▶ [DOCUMENT PASSAGE]:
Common Heresies on Salvation Theology

The Roman Catholic Magisterium has many definitive teachings on salvation, which have been taught by Ecumenical Councils, or Popes, or the ordinary and universal Magisterium. And yet common opinions on the same topic persist among the faithful, in contradiction to these infallible teachings. Below is a list of each heretical idea, followed by each correct teaching.

In no particular order:

1. the heretical claim that we may “reasonably hope” that “perhaps” all human persons go to Heaven and none are condemned to eternal punishment in Hell.

The Roman Catholic Church has repeatedly infallibly taught that some human souls are condemned to Hell to be punished forever:

* May We Reasonably Hope that All are Saved?
* Bishop Robert Barron on Hell: May we reasonably hope that all will be saved?

2. the heretical claim that the eternal destination of each soul is determined after death. Some claim that, at the particular judgment, the soul can repent of actual mortal sin and be saved. Others claim that each soul receives a special revelation of God after death, at which time the person chooses Heaven or Hell.

Any such claim, no matter how it is arranged, which proposes that our eternal destination (to Heaven or Hell) is determined by a decision of the soul after death is abject heresy. The Councils of Florence and Lyons II, as well as the infallible teaching of Pope Benedict XII (the 12th) in Benedictus Deus, and the ordinary and universal Magisterium all teach that all souls which die unrepentant from actual mortal sin necessary goes to eternal punishment in Hell, and that all souls which die in the state of sanctifying grace necessary will go to Heaven (perhaps after a temporary punishment in Purgatory).

3. the heretical claim that, before death or at the moment of death, each soul is given a special revelation from God, at which time they choose Heaven or Hell.

This heresy avoids the error of salvation after death. However, it remains heretical because the claim negates all that Tradition, Scripture, Magisterium teach on the path of salvation in this life. The claim, implicitly if not explicitly, allows anyone to be saved or condemned, based on that proposed spiritual even before death, regardless of the Sacraments, regardless of sins and repentance, virtue and vice, regardless of whether one has followed Christ or not, regardless of whether one is the greatest Saint or the greatest sinner. Did the Blessed Virgin Mary have this special revelation at the end of her life, as if she could have chosen Heaven or Hell? Certainly not. Neither did any of the Saints. And no such claimed special revelation before death is taught in Tradition, Scripture, Magisterium.

This claim is a severe heresy because it negates all the teachings of the Church on Sacraments, morality, and salvation. Certainly, a person can repent from sin at any time during this life, even at the hour of death. But neither Sacred Tradition, nor Sacred Scripture, nor the Magisterium has ever taught that each person receives a special revelation at the hour of death (or at any time), which is the determinant of one’s eternal destination.

▶ [GIVEN DATA]:
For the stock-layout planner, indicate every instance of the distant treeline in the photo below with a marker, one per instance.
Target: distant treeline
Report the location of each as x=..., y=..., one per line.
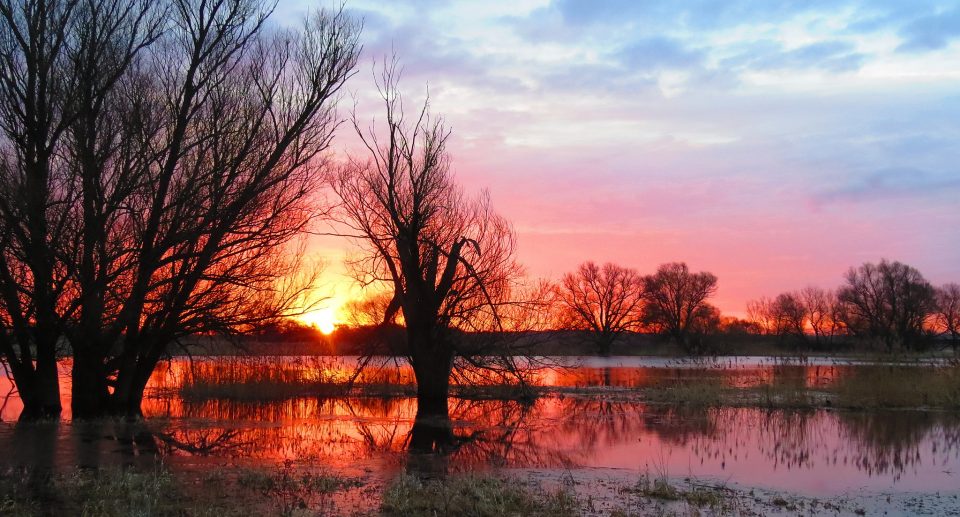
x=887, y=305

▶ [REQUEST 1]:
Rewrite the passage on salvation heresies, everything from "The Roman Catholic Magisterium" down to "punishment in Hell.", switching "Heaven" to "Paradise".
▶ [REQUEST 2]:
Carry the passage on salvation heresies forward from its last sentence.
The material has no connection to the passage on salvation heresies.

▶ [FINAL RESULT 1]:
The Roman Catholic Magisterium has many definitive teachings on salvation, which have been taught by Ecumenical Councils, or Popes, or the ordinary and universal Magisterium. And yet common opinions on the same topic persist among the faithful, in contradiction to these infallible teachings. Below is a list of each heretical idea, followed by each correct teaching.

In no particular order:

1. the heretical claim that we may “reasonably hope” that “perhaps” all human persons go to Paradise and none are condemned to eternal punishment in Hell.

▶ [FINAL RESULT 2]:
4. that only baptized Christians are children of God by spiritual adoption

This claim might not seem to pertain directly to salvation, but it does. For the Council of Trent infallibly taught that all who are in the state of grace, whether they obtained that state by formal baptism or by a baptism of desire (or of blood, by implication), are true children of God by spiritual adoption. And the Magisterium infallibly teaches, in many places, that dying in the state of grace is absolutely necessary for salvation.

This heretical idea, that only baptized Christians are children of God by spiritual adoption, is being spread around the internet by various foolish bloggers and commentators. They teach without first having learned. They teach from their own minds, not from Tradition, Scripture, Magisterium.

5. that few are saved

In the early Church, before the Magisterium has taught extensively on the subject of salvation, it was a common opinion that few are saved. For Christians were few in the world. As time passed, this opinion continued, for Christians were still a minority compared to the total world population. And many Christians were clearly living very sinful lives. So, in the past, you can find Saints and Doctors who opined that few are saved.

But in the present time, we have recent magisterial teachings on salvation which, together with all the teachings of Tradition, Scripture, Magisterium, lead us to the conclusion that most human persons are saved, though usually through Purgatory. These recent teachings of the magisterial consider that non-Christians can be saved, extensively, by a baptism of desire, through the love of neighbor, and that invincible ignorance plays an important role in the salvation of sinners.

It is no longer a tenable opinion that few are saved. However, is it heresy? Only when the “few are saved” opinion is presented in a form that contradicts definitive recent teachings of the Magisterium, what I will call the extreme form of that opinion, does it rise to the level of heresy.

For example, it is a mitigated form of the heresy of Feeneyism to say that, among non-Christians, very few are saved by a baptism of desire or of blood. Feeneyism completely denies salvation for non-Christians, the mitigated form of this idea is not sufficient to turn the idea from heresy to tenable opinion.

It is worse still to claim that the vast majority of Catholic Christians — or even the vast majority of Catholic priests — are not saved. For this implies that salvation for non-Catholics is even more narrow. And all this contradicts the infallible teaching of the universal salvific will of God. If God wills all persons to be saved, though not all are saved due to free will, we cannot propose that God is so thwarted by free will that His plan of salvation only succeeds in very few cases.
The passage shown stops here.